Task requirements: Rewrite everything from the start of the lines below down to the line containing "[326,826,614,1023]", keeping the requests, and shift every box coordinate in the answers by -116. Leave the pictures out.

Photo labels with bounding boxes:
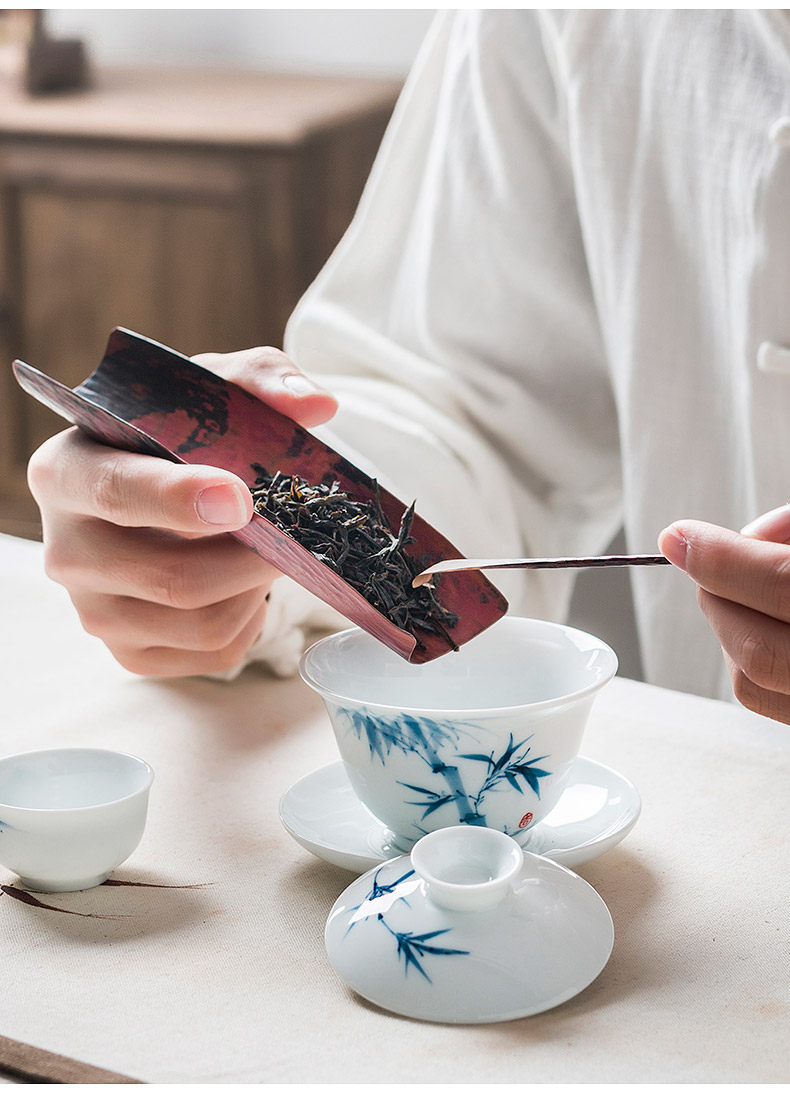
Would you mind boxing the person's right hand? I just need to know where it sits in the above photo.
[28,348,336,676]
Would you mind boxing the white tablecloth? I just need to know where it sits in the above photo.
[0,537,790,1083]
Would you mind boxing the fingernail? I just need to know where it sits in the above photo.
[741,503,790,542]
[282,372,318,398]
[658,527,688,573]
[195,484,249,527]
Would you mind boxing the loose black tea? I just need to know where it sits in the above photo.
[251,465,459,651]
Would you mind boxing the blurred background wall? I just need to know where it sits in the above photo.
[48,8,434,77]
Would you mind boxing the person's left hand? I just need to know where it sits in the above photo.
[658,504,790,724]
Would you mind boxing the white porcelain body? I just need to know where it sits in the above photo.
[300,617,617,849]
[325,826,614,1023]
[0,748,154,892]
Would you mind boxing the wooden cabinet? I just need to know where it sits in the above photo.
[0,69,398,538]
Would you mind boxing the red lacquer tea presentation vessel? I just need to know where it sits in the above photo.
[13,329,508,663]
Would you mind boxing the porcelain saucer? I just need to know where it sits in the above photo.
[280,757,642,873]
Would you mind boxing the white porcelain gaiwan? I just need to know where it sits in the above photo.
[300,617,617,850]
[325,826,614,1023]
[0,748,154,892]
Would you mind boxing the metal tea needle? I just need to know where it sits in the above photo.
[412,555,669,589]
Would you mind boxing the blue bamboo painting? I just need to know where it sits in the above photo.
[338,709,551,826]
[346,868,469,984]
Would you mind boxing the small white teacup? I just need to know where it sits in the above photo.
[300,617,617,850]
[0,748,154,892]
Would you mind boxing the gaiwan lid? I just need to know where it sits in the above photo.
[326,826,614,1023]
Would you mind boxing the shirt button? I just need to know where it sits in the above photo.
[768,116,790,147]
[757,341,790,376]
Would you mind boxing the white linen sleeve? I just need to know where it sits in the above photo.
[234,10,622,674]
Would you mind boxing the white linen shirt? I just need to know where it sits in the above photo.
[249,9,790,696]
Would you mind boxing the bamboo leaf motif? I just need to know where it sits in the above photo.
[339,708,551,828]
[378,915,469,984]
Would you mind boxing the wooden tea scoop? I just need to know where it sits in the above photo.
[412,555,671,589]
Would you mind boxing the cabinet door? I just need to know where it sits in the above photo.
[16,190,258,449]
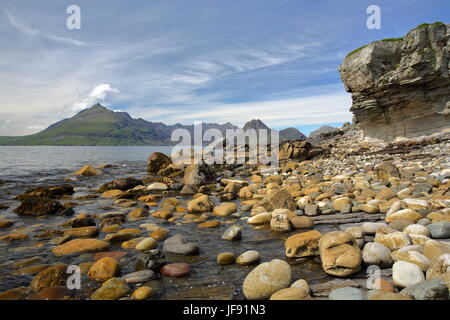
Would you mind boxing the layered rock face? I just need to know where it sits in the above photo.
[339,23,450,141]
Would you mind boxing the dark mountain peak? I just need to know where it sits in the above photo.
[243,119,270,130]
[280,127,306,141]
[309,126,336,138]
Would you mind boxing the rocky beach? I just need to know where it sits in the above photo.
[0,24,450,300]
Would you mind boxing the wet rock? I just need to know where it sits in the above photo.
[147,152,172,174]
[400,278,449,300]
[392,261,425,288]
[91,278,130,300]
[270,287,309,300]
[135,238,158,251]
[427,221,450,239]
[391,250,430,271]
[426,253,450,289]
[30,264,68,292]
[222,225,242,241]
[160,263,191,278]
[362,242,394,268]
[284,230,322,258]
[385,209,422,223]
[0,220,16,229]
[319,231,362,277]
[197,220,221,229]
[0,232,28,242]
[131,286,153,300]
[374,161,400,180]
[0,287,29,301]
[180,184,196,196]
[63,226,98,239]
[247,212,272,225]
[163,235,200,256]
[188,195,214,213]
[27,286,75,300]
[266,188,297,211]
[93,251,127,261]
[52,239,109,255]
[328,287,366,300]
[14,184,75,201]
[270,209,293,232]
[123,269,156,283]
[73,165,102,177]
[13,197,66,216]
[242,259,292,300]
[236,250,261,266]
[367,290,413,301]
[183,163,217,186]
[88,257,120,282]
[217,252,236,265]
[134,249,166,272]
[213,202,237,217]
[374,232,412,251]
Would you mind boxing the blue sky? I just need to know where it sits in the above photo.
[0,0,450,135]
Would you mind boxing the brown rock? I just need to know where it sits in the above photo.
[284,230,322,258]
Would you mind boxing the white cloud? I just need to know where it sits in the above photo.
[72,84,119,111]
[5,9,87,46]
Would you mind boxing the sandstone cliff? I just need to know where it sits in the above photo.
[339,23,450,141]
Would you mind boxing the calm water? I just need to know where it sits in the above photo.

Final answer:
Would you mind boxing the person's right hand? I just need to know where it sits in the above photo.
[-88,232,220,560]
Would you mind boxing the white tablecloth? I just need to know where it sits in the above photo.
[-116,421,674,967]
Would you mind boxing the fingernail? I just need to know where it sits in the above photo.
[625,387,674,426]
[166,256,202,282]
[542,411,572,457]
[79,368,133,411]
Would you mind boxing the loose black tea? I just need to know where it sits in the above photo.
[135,349,343,535]
Would you mind boxing the blurred background wall? I just need to know where it sits in the above photo.
[-68,-108,318,-39]
Would you mind boxing the person's left hand? I just need to know where it sits in the above photo.
[542,388,674,608]
Would you mind boxing the white porcelain body? I just need to know where it sits in the above photo.
[184,501,501,733]
[209,710,498,907]
[-116,632,38,776]
Would you mind boxing the wooden cabinet? I just need to know where it sits in the above photo.
[-116,-47,282,422]
Would you mind boxing the red lacquer tea presentation vessel? I just need to know where it sits in the above photo.
[-103,213,392,547]
Would you mind boxing the porcelain saucer? I just need to know where it sits in the above photo.
[164,641,526,757]
Would you mind boxing the white porcelain gaiwan? I just need to know where it sits in the above photo.
[184,501,501,734]
[209,710,498,907]
[-116,632,38,776]
Would you mind boxing the metal tea needle? I just need to know where it sits in the above photo.
[296,439,553,473]
Would you mind boxing the blue bamboo painting? I just need to know where it sits in the above photo.
[222,593,435,710]
[230,752,353,868]
Would you mind boxing the small white teacup? I just need to know where it sits in the above photo.
[184,501,501,734]
[-116,632,38,776]
Would you mind boxing the gaiwan lid? I just need to know where it sits in the above photo.
[210,710,498,907]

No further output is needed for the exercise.